Could you reproduce the records from the line that contains "for: yellowing leaf" down through the end of the records, editing "apple tree" to "orchard tree" and keeping everything else unchanged? Return only those lines.
-- begin Available records --
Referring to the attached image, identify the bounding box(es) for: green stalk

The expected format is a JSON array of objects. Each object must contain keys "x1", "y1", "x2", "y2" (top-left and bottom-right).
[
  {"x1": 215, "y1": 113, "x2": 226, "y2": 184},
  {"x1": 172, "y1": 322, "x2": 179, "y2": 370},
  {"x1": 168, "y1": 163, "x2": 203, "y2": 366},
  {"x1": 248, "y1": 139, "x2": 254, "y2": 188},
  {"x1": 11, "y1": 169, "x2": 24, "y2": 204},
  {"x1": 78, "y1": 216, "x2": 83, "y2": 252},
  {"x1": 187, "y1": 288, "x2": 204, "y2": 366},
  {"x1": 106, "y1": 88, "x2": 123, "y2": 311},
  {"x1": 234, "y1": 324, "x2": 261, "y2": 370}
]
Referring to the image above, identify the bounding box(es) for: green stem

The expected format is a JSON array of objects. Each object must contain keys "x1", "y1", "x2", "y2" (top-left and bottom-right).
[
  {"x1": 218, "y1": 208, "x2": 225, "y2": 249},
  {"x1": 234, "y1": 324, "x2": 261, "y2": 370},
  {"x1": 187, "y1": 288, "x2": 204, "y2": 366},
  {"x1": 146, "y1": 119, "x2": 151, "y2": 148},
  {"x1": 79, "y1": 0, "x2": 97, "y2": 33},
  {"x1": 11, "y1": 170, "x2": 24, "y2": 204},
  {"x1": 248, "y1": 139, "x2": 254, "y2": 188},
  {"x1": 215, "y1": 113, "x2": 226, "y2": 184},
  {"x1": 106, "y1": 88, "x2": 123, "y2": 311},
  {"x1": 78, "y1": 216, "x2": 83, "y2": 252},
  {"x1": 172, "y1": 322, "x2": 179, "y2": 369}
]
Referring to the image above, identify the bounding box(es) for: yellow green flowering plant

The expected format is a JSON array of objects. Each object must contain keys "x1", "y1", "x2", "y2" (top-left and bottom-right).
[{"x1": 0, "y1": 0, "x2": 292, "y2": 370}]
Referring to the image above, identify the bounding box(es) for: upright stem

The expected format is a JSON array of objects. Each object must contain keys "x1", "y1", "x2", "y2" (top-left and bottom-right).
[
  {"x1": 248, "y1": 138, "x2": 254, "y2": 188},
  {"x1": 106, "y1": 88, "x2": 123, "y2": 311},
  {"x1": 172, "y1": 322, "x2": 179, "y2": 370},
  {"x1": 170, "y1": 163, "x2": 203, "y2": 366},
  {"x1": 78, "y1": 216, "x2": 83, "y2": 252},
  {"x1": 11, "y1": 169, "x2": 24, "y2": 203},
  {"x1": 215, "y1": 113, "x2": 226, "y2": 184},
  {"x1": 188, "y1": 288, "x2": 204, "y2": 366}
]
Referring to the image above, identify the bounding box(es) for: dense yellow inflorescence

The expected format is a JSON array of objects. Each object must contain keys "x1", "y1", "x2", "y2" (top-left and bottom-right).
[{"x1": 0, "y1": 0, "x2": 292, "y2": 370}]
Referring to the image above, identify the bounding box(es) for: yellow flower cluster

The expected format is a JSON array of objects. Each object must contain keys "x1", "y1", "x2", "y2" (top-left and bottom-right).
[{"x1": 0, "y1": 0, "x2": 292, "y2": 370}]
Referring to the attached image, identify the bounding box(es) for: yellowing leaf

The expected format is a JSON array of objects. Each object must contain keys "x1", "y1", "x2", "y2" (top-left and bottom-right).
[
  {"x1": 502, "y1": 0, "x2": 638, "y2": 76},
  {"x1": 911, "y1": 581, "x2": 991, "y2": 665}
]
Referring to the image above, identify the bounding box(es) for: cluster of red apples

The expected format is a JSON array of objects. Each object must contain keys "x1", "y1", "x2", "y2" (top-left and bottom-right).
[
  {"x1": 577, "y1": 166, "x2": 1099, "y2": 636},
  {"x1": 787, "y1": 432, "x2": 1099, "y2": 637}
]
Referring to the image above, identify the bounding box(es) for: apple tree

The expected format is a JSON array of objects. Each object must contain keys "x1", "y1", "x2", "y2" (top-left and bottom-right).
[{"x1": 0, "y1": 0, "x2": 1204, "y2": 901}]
-- end Available records --
> Problem solution
Referring to the attached image, identify the bounding box(es) for: yellowing leaf

The expected format is a JSON array of objects. Each object must contain keys "x1", "y1", "x2", "y2" (top-left and bottom-right).
[
  {"x1": 502, "y1": 0, "x2": 638, "y2": 76},
  {"x1": 911, "y1": 581, "x2": 991, "y2": 665}
]
Referring to the image above, identify the bounding box(es) for: cluster of red apples

The expected format is a JSON array of objects. Each object must contain keys "x1", "y1", "x2", "y2" (top-left and bottom-right).
[
  {"x1": 577, "y1": 166, "x2": 1099, "y2": 636},
  {"x1": 787, "y1": 432, "x2": 1099, "y2": 637}
]
Referring to the image above, identify the bounding box(es) for: orchard tree

The expected format is a JSON array of objects. Each object must contain keys "x1", "y1", "x2", "y2" (top-left and bottom-right).
[{"x1": 0, "y1": 0, "x2": 1204, "y2": 901}]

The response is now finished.